## Work to complete
The exercise asks for every line of the data to be reproduced exactly.
-- Start of Exercise materials --
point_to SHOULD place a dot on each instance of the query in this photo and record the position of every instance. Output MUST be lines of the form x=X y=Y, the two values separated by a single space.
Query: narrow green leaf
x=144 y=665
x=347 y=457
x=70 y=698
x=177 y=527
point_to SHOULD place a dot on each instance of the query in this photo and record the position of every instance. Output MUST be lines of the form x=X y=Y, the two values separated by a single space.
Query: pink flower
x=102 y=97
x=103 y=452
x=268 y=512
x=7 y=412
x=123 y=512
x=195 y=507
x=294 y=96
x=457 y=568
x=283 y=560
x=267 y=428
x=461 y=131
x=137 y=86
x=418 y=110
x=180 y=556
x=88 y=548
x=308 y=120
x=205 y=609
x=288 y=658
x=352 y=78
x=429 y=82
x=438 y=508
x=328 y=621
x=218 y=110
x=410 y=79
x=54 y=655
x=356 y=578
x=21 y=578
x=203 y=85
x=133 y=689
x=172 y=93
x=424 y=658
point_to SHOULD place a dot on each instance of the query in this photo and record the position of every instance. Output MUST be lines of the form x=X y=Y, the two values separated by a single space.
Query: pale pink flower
-- End of Exercise materials --
## Solution for this exercise
point_to SHOULD place a dot on each instance of the query in this photo and record the position of every instance. Output MUST be lines of the form x=X y=Y, the two values separated by a single space.
Query: narrow green leaf
x=144 y=665
x=347 y=457
x=70 y=698
x=177 y=527
point_to SHOULD place a dot on each instance of the query in this photo and record the position of every instance. Output MUST be lines of the form x=X y=Y, the two values separated by a single space.
Query: pink flower
x=102 y=97
x=103 y=452
x=268 y=512
x=7 y=412
x=123 y=512
x=195 y=507
x=294 y=96
x=457 y=568
x=283 y=560
x=267 y=428
x=461 y=131
x=137 y=86
x=418 y=110
x=180 y=556
x=88 y=548
x=308 y=120
x=205 y=609
x=288 y=658
x=352 y=78
x=429 y=82
x=438 y=508
x=328 y=621
x=218 y=110
x=410 y=79
x=54 y=655
x=356 y=578
x=21 y=578
x=203 y=85
x=133 y=689
x=172 y=93
x=424 y=658
point_to SHOULD place a dot on each instance of the query in this photo and record the position of every instance. Output MUST be lines of the form x=X y=Y, the two values separated by a single space.
Query: pale pink flower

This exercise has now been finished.